■ EXCERPT TO READ:
Wednesday, October 27, 2010

Helen's moved to the B's

Today Helen was picked up from school to go to independent living class. She called from the transporter's cell phone to ask if I had heard from the SW. I said no, but as long as I had her, what would she like for dinner? She said tacos. So I swung by the store to get cilantro and other wonderful taco things, thinking happy thoughts about kids who actually answer that question instead of saying, "I don't know. Whatever you want to cook."

The SW called about 4:00 to say that he would be coming by with her after independent living so he could take her and her things to the B's. He spoke with Roland who was much less emotional than I would have been.

I spent about an hour crying. I was worried that I might not be able to pull it together before she got here. I see all the advantages of her going to the B's. I can and will support that move. That of course doesn't mean that I am not deeply disappointed and capable of being a big ole cry baby about it. (On the whiny, cry-baby note, why is it that I never get to keep the girls? I love my boys, but what the hell universe?)

[Collected data entries]

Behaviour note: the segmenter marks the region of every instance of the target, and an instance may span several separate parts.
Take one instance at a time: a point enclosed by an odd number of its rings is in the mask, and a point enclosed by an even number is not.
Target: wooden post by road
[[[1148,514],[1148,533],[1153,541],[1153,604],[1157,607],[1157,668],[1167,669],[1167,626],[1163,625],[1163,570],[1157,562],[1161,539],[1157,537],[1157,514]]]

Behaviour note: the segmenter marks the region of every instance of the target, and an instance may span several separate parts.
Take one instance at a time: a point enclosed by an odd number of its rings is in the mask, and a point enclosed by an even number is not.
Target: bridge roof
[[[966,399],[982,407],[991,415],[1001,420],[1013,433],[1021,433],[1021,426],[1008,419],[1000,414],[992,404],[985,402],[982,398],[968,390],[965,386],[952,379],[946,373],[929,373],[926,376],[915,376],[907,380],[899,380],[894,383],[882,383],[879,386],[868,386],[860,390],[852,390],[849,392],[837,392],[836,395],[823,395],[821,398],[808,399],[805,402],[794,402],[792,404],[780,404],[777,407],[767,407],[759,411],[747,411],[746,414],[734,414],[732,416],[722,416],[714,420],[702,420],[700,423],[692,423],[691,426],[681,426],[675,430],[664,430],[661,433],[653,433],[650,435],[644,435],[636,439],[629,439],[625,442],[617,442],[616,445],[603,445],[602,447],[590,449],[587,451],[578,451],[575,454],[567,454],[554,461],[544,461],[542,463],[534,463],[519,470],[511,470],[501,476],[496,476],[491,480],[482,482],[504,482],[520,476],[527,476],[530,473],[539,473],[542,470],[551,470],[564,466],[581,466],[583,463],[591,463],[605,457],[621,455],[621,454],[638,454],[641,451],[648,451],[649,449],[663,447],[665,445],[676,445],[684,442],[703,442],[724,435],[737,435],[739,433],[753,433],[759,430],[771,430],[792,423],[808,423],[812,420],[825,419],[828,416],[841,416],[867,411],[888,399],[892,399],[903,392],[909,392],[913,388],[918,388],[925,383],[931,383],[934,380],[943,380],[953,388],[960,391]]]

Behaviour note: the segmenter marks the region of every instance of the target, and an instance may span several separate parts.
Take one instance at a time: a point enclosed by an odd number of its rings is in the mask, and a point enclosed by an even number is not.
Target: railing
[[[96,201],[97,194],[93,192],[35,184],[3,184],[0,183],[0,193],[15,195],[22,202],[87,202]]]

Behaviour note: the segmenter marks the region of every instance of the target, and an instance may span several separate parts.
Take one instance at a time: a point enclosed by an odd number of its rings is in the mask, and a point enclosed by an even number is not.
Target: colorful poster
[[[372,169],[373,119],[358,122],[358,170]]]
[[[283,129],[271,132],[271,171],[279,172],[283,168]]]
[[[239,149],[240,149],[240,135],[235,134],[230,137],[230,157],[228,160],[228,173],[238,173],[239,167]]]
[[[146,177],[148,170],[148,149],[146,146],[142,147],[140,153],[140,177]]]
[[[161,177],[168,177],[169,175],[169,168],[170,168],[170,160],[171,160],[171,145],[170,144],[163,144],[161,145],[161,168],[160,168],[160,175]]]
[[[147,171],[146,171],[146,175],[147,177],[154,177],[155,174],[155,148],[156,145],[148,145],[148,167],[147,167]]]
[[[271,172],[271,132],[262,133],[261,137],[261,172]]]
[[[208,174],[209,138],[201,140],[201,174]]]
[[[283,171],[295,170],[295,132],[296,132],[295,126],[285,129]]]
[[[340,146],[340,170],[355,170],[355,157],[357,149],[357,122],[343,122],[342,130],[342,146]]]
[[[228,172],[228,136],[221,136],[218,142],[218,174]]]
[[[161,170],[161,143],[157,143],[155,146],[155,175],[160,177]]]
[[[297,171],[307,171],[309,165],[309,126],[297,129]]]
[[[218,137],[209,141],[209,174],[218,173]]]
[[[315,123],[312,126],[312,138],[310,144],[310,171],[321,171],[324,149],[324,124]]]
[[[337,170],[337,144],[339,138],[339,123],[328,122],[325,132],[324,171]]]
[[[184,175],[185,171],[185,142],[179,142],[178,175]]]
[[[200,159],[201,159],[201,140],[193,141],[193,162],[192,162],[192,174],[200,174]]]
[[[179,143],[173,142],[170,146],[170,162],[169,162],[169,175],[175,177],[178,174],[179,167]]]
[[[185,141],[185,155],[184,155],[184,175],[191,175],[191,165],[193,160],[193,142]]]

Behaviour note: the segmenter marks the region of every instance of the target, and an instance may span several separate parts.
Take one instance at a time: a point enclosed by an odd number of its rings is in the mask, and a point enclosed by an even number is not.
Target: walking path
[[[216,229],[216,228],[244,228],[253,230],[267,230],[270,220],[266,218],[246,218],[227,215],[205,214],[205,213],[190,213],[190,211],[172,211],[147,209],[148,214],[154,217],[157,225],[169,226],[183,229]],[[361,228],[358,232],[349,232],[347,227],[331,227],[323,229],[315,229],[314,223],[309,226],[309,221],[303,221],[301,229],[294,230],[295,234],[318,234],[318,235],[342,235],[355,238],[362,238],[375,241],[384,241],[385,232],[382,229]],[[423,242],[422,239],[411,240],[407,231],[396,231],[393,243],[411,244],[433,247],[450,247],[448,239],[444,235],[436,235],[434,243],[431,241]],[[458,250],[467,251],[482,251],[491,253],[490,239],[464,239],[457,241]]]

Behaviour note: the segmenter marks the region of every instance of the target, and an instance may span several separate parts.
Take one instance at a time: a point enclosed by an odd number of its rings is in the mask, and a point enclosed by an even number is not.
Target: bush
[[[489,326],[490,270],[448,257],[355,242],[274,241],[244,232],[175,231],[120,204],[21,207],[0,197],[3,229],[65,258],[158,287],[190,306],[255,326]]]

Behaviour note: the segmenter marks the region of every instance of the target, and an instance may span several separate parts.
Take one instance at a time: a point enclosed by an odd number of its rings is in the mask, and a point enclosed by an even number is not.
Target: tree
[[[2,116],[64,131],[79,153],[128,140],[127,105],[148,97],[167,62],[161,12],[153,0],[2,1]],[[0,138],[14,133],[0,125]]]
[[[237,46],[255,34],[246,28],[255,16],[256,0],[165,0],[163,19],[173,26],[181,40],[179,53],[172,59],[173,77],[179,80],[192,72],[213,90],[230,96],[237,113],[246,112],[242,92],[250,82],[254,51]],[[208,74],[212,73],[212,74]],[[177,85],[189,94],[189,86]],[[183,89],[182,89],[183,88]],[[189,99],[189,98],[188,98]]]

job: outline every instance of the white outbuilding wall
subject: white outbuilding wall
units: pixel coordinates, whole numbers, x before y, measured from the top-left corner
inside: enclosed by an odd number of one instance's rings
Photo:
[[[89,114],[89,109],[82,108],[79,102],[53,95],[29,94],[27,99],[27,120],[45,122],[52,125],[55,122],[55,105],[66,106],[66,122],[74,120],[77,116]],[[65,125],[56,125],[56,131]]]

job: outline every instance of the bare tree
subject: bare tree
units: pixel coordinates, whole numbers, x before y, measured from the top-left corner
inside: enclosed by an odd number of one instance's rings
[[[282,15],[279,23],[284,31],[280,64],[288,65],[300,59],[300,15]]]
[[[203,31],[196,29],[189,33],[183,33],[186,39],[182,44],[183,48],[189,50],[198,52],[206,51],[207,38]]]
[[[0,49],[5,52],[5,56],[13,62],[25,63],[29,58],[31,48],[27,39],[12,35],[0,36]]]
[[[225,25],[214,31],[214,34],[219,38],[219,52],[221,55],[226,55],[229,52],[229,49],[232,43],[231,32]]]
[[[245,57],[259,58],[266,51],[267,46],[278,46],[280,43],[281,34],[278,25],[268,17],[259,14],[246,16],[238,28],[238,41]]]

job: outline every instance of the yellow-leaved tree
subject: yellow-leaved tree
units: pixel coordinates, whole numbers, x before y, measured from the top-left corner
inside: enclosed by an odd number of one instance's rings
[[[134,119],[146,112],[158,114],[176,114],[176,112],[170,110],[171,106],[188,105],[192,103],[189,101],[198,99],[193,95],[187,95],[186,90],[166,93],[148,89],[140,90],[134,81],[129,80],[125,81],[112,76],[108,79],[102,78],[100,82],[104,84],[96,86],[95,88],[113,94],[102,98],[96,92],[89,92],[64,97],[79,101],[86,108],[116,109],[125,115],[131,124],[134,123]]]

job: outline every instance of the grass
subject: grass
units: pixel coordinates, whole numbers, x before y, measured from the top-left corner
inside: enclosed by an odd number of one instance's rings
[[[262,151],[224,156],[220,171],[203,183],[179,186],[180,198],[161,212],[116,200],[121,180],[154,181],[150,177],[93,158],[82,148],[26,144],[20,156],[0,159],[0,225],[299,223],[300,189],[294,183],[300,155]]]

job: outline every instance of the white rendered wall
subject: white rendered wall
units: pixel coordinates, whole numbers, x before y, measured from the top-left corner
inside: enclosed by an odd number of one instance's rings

■ STATED TASK 1: In the blog post about Helen's move, why did the writer have happy thoughts on the way to the store? Answer in one to three sentences.
■ STATED TASK 2: Could you return the passage of the blog post starting with "Wednesday, October 27, 2010" and going on through "would have been.", copied word for word?
The collected data has nothing to do with the blog post.

■ CORRECT RESPONSE 1: Helen actually answered the question of what she wanted for dinner, saying tacos. She did not reply, "I don't know. Whatever you want to cook."

■ CORRECT RESPONSE 2:
Wednesday, October 27, 2010

Helen's moved to the B's

Today Helen was picked up from school to go to independent living class. She called from the transporter's cell phone to ask if I had heard from the SW. I said no, but as long as I had her, what would she like for dinner? She said tacos. So I swung by the store to get cilantro and other wonderful taco things, thinking happy thoughts about kids who actually answer that question instead of saying, "I don't know. Whatever you want to cook."

The SW called about 4:00 to say that he would be coming by with her after independent living so he could take her and her things to the B's. He spoke with Roland who was much less emotional than I would have been.